* **Work to complete**
All lines from the entries below that contain the string "sheet" should be copied out.

Stored dataset items:
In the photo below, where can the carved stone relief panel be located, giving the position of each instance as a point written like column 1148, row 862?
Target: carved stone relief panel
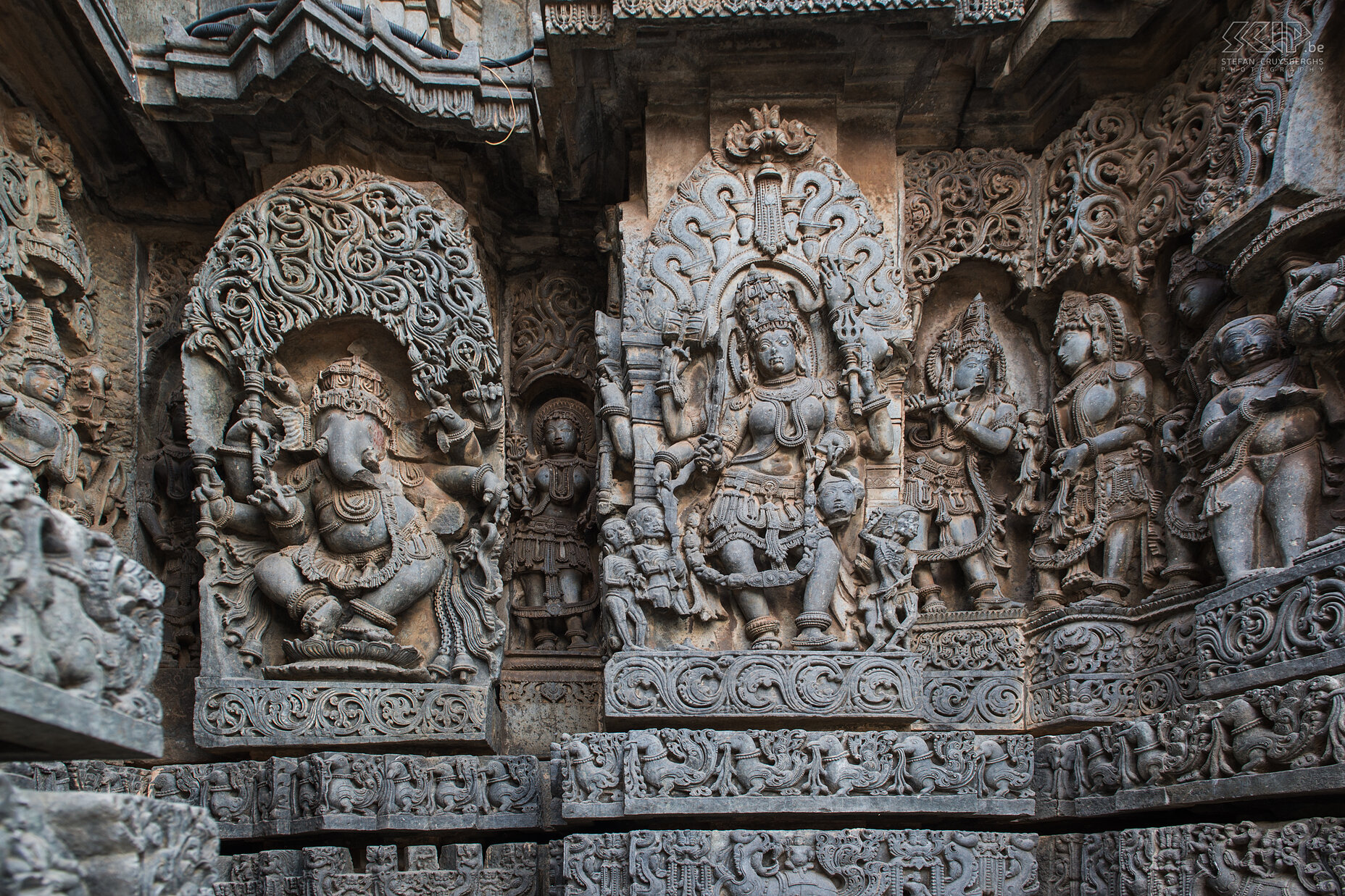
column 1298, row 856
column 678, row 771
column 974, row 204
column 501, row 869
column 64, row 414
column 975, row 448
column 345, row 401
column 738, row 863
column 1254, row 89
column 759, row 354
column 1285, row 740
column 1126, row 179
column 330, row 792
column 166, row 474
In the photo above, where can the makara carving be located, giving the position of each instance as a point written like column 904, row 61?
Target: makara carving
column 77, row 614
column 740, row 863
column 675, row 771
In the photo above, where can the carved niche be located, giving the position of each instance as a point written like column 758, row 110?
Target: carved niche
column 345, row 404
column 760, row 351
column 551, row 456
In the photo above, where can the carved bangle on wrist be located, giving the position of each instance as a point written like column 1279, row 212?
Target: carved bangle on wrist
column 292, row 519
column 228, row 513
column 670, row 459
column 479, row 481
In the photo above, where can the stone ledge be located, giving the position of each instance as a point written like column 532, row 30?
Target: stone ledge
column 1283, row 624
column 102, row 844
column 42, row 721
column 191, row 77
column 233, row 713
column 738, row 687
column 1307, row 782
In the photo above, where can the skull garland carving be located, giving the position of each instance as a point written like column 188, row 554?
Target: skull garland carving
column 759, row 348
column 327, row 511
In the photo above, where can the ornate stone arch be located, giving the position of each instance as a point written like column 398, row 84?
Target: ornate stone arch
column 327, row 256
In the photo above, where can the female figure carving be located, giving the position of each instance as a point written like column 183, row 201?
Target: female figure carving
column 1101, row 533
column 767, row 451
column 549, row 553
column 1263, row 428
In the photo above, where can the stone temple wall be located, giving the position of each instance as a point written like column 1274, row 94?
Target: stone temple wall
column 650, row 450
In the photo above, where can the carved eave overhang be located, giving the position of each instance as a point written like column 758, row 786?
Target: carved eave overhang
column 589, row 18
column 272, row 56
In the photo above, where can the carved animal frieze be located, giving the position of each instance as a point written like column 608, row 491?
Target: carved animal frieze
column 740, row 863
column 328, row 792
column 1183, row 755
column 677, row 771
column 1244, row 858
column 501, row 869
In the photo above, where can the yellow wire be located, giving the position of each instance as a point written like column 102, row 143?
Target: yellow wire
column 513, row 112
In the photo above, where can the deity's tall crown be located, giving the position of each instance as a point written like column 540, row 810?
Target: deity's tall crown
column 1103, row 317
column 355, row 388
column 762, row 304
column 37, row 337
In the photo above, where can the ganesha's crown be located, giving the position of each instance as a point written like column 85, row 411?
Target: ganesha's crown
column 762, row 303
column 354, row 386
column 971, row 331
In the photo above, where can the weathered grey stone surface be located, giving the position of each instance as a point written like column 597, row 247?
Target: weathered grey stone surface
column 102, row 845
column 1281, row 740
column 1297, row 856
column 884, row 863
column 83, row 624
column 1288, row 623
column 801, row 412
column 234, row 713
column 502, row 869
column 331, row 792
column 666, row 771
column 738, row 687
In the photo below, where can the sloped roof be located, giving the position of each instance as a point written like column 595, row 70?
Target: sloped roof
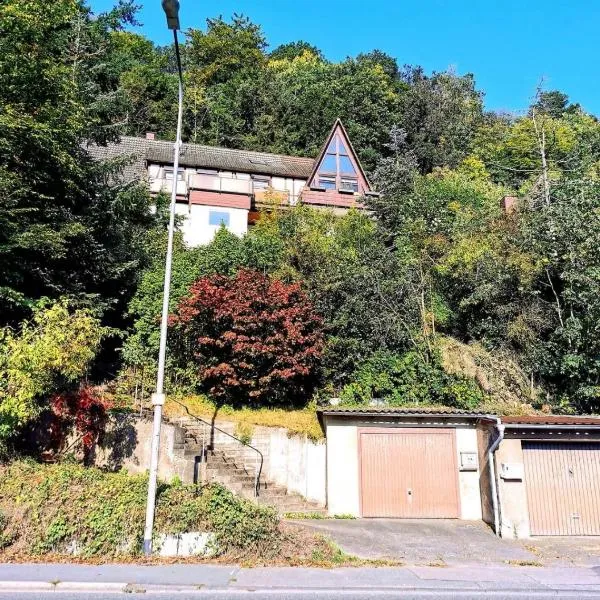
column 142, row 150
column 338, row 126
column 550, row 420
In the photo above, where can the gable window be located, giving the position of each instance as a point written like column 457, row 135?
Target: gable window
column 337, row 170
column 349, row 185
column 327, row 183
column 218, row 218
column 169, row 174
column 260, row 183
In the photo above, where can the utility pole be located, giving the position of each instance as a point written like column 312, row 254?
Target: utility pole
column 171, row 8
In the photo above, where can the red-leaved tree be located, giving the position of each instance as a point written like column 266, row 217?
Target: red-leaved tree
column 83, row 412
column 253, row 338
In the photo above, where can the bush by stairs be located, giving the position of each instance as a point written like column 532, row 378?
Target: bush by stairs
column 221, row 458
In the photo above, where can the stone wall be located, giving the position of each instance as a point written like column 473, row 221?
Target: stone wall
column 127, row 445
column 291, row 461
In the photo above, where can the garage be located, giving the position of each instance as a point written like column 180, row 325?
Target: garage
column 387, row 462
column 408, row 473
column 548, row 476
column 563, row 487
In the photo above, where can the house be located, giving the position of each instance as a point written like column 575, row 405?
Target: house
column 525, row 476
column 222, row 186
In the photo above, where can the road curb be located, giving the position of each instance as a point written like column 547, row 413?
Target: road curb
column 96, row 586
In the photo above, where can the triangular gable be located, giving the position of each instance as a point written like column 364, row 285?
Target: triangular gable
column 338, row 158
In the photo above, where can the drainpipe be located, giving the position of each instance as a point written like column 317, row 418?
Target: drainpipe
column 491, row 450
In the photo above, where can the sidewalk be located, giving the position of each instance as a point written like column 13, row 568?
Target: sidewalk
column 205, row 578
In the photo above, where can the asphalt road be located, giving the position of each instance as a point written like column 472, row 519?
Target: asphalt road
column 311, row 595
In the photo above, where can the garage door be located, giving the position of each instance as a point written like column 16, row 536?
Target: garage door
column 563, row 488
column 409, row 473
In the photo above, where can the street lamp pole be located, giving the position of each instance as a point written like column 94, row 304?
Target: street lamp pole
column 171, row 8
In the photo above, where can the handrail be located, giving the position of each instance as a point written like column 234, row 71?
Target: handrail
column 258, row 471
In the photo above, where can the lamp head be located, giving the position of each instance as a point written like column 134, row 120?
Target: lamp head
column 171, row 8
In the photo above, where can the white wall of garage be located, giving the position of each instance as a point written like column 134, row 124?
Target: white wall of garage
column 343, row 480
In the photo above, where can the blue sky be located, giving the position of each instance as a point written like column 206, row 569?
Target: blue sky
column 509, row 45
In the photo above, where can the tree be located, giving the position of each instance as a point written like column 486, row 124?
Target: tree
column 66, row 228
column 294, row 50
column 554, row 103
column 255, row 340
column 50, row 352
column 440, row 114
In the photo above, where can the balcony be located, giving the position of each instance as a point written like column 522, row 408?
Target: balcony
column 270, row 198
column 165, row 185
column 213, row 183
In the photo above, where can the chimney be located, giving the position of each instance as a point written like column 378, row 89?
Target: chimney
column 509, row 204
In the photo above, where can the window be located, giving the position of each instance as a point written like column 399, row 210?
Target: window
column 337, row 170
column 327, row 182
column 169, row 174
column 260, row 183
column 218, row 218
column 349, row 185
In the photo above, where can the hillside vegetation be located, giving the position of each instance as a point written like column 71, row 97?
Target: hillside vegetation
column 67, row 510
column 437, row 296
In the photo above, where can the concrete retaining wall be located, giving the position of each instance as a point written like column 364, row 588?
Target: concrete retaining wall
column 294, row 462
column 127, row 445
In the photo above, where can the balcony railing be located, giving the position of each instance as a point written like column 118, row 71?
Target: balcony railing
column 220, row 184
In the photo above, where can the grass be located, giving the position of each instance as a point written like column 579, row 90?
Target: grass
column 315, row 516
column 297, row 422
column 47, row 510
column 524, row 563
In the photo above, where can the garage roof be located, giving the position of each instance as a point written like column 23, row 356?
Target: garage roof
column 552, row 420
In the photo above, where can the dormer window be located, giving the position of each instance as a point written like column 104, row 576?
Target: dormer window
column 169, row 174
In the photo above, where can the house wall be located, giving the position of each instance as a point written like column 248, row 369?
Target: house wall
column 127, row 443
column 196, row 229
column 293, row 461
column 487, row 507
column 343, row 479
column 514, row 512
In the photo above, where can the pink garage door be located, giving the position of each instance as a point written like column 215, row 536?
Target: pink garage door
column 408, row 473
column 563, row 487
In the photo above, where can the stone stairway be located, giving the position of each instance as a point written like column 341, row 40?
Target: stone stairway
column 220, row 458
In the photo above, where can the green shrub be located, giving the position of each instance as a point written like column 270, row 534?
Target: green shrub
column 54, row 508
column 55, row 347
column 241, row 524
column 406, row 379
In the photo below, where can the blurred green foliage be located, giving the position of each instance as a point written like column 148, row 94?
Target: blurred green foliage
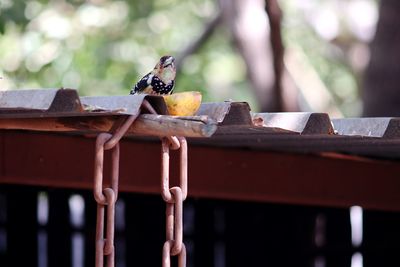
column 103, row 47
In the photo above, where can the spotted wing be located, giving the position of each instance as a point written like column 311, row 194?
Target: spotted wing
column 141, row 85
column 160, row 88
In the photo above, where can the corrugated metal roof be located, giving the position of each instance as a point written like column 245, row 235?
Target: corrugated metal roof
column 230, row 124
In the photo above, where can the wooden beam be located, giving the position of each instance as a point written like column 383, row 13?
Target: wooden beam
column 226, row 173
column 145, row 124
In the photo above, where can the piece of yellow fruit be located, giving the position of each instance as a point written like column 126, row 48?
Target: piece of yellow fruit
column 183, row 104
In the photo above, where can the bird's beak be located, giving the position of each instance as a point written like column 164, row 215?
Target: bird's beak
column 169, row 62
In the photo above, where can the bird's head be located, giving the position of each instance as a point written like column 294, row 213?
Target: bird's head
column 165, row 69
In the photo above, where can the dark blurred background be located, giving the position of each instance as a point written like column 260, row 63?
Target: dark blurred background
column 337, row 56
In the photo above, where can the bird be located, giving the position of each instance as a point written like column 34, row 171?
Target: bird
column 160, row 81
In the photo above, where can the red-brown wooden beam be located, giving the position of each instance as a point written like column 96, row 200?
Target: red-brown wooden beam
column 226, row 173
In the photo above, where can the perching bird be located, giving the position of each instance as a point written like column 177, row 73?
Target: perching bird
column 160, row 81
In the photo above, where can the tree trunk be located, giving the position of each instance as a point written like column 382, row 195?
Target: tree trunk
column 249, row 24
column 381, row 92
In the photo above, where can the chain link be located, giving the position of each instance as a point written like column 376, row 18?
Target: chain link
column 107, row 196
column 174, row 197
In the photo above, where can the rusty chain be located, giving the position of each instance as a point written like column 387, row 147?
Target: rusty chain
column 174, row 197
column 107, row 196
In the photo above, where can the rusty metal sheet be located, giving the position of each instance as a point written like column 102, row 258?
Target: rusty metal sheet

* **Task solution**
In the photo above, where can the rusty metal sheet be located, giving the position of each instance as a point written like column 102, row 258?
Target: rusty metal sheet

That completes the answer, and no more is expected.